• _AIM 1_: Count the lines in the rows below that contain the string "shirt", treating uppercase and lowercase as different. Reply with the number alone.

Earning Your Texas High School Diploma!
High school students in Texas have various graduation requirements they can meet to graduate. The three options vary in length, but many of the same subjects need to be covered. This article explains the distinct differences of earning a high school diploma in Texas.
Texas Secondary Education
Because Texas is a large state, its school system is broken down into regional districts. Students typically attend high schools in the same districts in which they reside. The Texas Education Agency (TEA) identifies the different districts by their boundaries and includes enrollment and contact information (www.tea.state.tx.us). The agency also offers information on district reports and ratings.
Texas High School Graduation Requirements
The course requirements for earning a Texas high school diploma are divided into three programs. They include the minimum, recommended and distinguished achievement high school programs. All of the programs require students to take courses in the following subjects:
- English language arts
- Social studies
- Foreign language
- Physical education
- Fine Arts
Electives are also necessary to qualify for graduation. The amount of credits per subject will vary according to the program type.

• _AIM 2_: Pick up the article on Texas high school graduation requirements and continue it from where it stops.

• _RECORDS_:
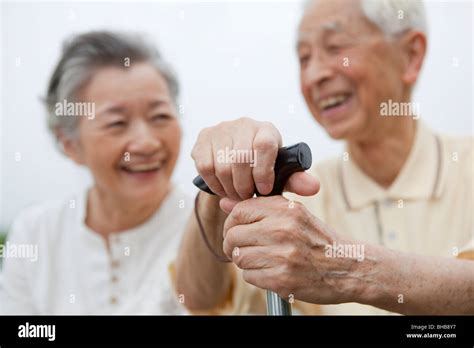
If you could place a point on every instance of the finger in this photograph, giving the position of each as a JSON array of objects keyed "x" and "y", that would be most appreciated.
[
  {"x": 223, "y": 169},
  {"x": 261, "y": 278},
  {"x": 266, "y": 143},
  {"x": 246, "y": 235},
  {"x": 244, "y": 212},
  {"x": 242, "y": 167},
  {"x": 252, "y": 257},
  {"x": 303, "y": 184},
  {"x": 227, "y": 204},
  {"x": 204, "y": 161}
]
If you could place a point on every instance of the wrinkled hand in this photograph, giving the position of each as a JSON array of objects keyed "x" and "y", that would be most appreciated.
[
  {"x": 238, "y": 181},
  {"x": 281, "y": 247}
]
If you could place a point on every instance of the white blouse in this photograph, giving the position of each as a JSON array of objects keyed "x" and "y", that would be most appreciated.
[{"x": 54, "y": 264}]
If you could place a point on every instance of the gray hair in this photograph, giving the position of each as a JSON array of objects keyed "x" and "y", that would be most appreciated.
[
  {"x": 396, "y": 16},
  {"x": 393, "y": 17},
  {"x": 82, "y": 55}
]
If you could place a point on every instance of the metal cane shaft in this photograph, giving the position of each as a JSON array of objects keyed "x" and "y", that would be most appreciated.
[{"x": 290, "y": 159}]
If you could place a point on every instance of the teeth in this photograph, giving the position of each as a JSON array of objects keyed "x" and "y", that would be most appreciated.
[
  {"x": 143, "y": 167},
  {"x": 331, "y": 101}
]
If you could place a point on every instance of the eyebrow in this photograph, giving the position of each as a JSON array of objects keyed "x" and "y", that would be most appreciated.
[
  {"x": 111, "y": 108},
  {"x": 328, "y": 27}
]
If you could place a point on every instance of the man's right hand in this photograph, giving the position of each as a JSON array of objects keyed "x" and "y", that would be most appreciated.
[{"x": 237, "y": 181}]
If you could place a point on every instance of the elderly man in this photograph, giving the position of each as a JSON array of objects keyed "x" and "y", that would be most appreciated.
[{"x": 393, "y": 217}]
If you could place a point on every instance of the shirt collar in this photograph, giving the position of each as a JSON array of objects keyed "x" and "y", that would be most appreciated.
[{"x": 421, "y": 177}]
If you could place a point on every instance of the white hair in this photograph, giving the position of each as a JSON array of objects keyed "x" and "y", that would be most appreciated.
[
  {"x": 393, "y": 17},
  {"x": 396, "y": 16}
]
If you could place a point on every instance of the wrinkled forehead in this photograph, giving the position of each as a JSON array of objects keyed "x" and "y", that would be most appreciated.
[
  {"x": 307, "y": 33},
  {"x": 324, "y": 17}
]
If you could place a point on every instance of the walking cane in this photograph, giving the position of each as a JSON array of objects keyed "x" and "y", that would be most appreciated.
[{"x": 290, "y": 159}]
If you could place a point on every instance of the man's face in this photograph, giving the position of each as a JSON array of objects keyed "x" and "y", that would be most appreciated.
[
  {"x": 347, "y": 68},
  {"x": 132, "y": 145}
]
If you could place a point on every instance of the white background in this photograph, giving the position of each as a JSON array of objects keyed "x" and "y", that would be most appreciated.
[{"x": 233, "y": 59}]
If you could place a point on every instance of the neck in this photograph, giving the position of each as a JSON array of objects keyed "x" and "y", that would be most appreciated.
[
  {"x": 382, "y": 157},
  {"x": 108, "y": 214}
]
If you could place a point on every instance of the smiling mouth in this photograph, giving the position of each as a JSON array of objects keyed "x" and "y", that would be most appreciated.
[
  {"x": 142, "y": 168},
  {"x": 333, "y": 101}
]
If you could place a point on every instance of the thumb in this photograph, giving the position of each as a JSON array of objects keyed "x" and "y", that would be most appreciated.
[
  {"x": 227, "y": 204},
  {"x": 303, "y": 184}
]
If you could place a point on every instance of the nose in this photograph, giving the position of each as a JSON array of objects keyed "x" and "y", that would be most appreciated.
[
  {"x": 317, "y": 72},
  {"x": 143, "y": 141}
]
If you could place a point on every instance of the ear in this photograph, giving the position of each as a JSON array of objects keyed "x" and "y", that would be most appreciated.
[
  {"x": 72, "y": 148},
  {"x": 413, "y": 46}
]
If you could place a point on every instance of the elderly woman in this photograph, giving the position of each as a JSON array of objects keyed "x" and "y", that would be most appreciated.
[{"x": 112, "y": 107}]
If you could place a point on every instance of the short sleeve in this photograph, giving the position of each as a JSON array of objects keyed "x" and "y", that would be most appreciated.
[{"x": 15, "y": 290}]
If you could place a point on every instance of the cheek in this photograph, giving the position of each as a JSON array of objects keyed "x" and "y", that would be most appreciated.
[
  {"x": 100, "y": 152},
  {"x": 172, "y": 139}
]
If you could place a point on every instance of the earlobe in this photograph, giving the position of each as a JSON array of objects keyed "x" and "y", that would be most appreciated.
[{"x": 415, "y": 49}]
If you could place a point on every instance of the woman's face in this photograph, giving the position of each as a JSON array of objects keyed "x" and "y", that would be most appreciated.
[{"x": 132, "y": 144}]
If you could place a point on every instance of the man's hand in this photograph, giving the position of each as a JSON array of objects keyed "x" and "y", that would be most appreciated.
[
  {"x": 282, "y": 247},
  {"x": 238, "y": 181}
]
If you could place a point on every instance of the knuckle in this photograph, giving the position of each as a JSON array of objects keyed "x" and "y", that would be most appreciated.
[
  {"x": 265, "y": 143},
  {"x": 205, "y": 168},
  {"x": 223, "y": 170}
]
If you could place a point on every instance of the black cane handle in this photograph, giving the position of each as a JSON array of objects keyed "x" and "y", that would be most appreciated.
[{"x": 290, "y": 159}]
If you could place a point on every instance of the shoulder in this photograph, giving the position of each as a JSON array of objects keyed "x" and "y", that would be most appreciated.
[{"x": 43, "y": 220}]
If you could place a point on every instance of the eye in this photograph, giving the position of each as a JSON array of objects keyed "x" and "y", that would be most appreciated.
[{"x": 304, "y": 59}]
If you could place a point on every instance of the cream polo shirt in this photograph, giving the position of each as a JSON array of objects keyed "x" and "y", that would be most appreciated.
[
  {"x": 427, "y": 210},
  {"x": 75, "y": 272}
]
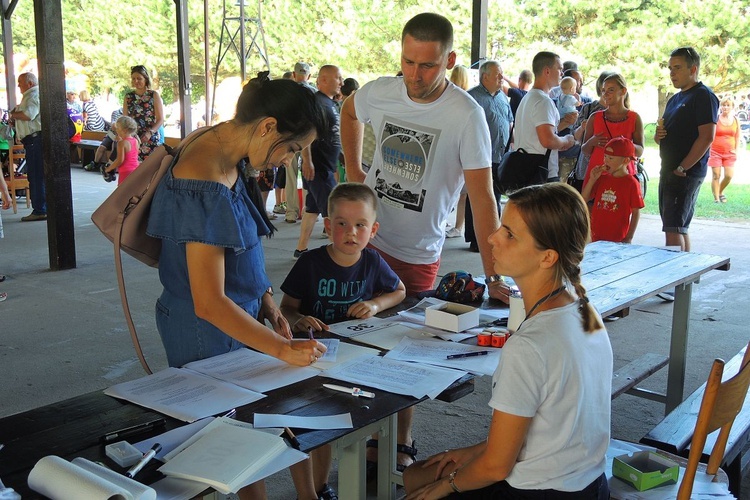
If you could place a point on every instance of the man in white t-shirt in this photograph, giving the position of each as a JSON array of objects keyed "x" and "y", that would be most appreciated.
[
  {"x": 431, "y": 137},
  {"x": 537, "y": 118}
]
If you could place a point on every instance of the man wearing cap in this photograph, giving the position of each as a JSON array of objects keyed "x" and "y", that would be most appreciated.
[
  {"x": 684, "y": 135},
  {"x": 28, "y": 124},
  {"x": 301, "y": 75},
  {"x": 432, "y": 138},
  {"x": 616, "y": 194}
]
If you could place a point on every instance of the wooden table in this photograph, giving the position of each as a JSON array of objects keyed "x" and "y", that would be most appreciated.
[
  {"x": 617, "y": 276},
  {"x": 73, "y": 428}
]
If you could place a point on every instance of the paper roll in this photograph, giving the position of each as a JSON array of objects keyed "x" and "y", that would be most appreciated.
[
  {"x": 517, "y": 312},
  {"x": 59, "y": 479}
]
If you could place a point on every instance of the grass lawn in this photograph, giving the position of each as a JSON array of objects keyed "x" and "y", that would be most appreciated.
[{"x": 736, "y": 209}]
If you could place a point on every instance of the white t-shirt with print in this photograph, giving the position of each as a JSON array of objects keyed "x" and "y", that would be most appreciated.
[{"x": 417, "y": 172}]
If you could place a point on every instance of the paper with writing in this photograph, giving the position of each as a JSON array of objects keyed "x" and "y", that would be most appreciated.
[
  {"x": 183, "y": 394},
  {"x": 399, "y": 377}
]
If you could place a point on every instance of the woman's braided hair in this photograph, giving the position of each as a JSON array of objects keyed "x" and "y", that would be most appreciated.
[{"x": 558, "y": 219}]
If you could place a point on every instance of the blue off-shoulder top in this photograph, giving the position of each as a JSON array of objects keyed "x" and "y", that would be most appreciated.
[{"x": 189, "y": 210}]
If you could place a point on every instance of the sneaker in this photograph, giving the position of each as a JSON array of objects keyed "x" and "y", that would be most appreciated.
[
  {"x": 454, "y": 232},
  {"x": 32, "y": 217},
  {"x": 666, "y": 296},
  {"x": 327, "y": 493}
]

• _RESPONSE 1_: 4

• _RESPONSE 2_:
The Texas recommended high school program offers the typical diploma path for most students. It requires 26 credits to graduate, including four credits each towards English language arts, mathematics and science. One-half credit is taken in economics, while 3.5 credits are in social studies. Two credits apply towards a language other than English, and students must take one credit each in speech, fine arts and physical education. The remaining 5.5 credits are for electives.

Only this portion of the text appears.